— Start of Exercise input —

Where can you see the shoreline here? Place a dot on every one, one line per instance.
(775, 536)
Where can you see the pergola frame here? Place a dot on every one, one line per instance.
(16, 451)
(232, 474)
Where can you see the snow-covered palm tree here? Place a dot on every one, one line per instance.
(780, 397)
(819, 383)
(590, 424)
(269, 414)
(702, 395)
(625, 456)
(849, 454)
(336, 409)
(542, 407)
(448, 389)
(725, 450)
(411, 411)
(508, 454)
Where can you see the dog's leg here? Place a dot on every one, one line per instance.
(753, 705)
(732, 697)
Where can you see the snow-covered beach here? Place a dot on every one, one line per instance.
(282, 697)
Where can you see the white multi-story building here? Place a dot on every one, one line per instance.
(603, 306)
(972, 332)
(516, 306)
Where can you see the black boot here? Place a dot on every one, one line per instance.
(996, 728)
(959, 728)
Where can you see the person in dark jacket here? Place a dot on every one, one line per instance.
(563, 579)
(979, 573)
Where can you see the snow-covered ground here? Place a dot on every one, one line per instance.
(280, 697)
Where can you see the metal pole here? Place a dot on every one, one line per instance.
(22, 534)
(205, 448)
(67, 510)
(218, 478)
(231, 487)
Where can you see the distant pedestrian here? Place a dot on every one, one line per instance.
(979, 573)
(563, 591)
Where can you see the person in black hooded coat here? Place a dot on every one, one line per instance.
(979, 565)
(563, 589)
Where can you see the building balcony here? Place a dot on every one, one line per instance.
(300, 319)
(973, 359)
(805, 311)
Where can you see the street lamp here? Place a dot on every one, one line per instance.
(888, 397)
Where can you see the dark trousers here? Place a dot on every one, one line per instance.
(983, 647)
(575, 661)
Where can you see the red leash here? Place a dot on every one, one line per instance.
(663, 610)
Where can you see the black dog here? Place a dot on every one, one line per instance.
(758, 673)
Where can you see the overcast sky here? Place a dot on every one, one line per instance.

— End of Exercise input —

What you have to do:
Reproduce every one of the records above verbatim, preserving each line in its original order.

Solution below:
Where can you see the shoreline here? Place a dot on every one, one line per instance.
(775, 536)
Where can you see the pergola frame here? Place a dot on every one, one line per instance.
(16, 451)
(232, 474)
Where can you see the snow-covered palm tree here? Place a dot on every one, one line per instance.
(780, 397)
(819, 383)
(590, 424)
(269, 414)
(702, 395)
(625, 456)
(849, 454)
(336, 409)
(542, 407)
(448, 389)
(725, 450)
(411, 411)
(508, 454)
Where can you see the dog's leg here? Place a dot on every one, one line per instance.
(753, 705)
(732, 697)
Where can you see the snow-covered beach here? Place a dot on every one, one line per instance.
(282, 697)
Where can you see the white multi-story building here? Place a dot on every one, one line per instance.
(603, 306)
(972, 332)
(516, 306)
Where can you see the black boot here? Place a dot on every one, one line per instance.
(996, 728)
(959, 728)
Where can you see the person in dark jacket here? Place a dot on every one, one line per instance.
(563, 579)
(979, 573)
Where can you see the snow-covered ground here? Place a dot on every one, one line per instance.
(280, 697)
Where can you see the metal pole here? Place a dot on every one, one line per instance.
(22, 534)
(205, 448)
(67, 510)
(218, 478)
(231, 487)
Where can you see the distant pedestrian here? Place a dot on every one, one line per instance.
(979, 573)
(563, 591)
Where can you see the person in black hooded coat here? Place a dot on every one, one line per instance.
(979, 565)
(563, 589)
Where can you see the building balcony here? Place a dot on every one, one line per instance.
(300, 319)
(973, 359)
(805, 311)
Where can you see the street lamp here? Place a dot on every one, one line per instance.
(888, 397)
Where can you see the dark trousers here? Place a dot on every one, one line per instance.
(983, 647)
(575, 661)
Where can you see the red leash here? Place a dot on every one, one line per instance.
(663, 610)
Where can you see the black dog here? Place a dot on every one, one line per instance.
(758, 673)
Where can you see the overcast sky here? Place a dot on every one, one line per instance.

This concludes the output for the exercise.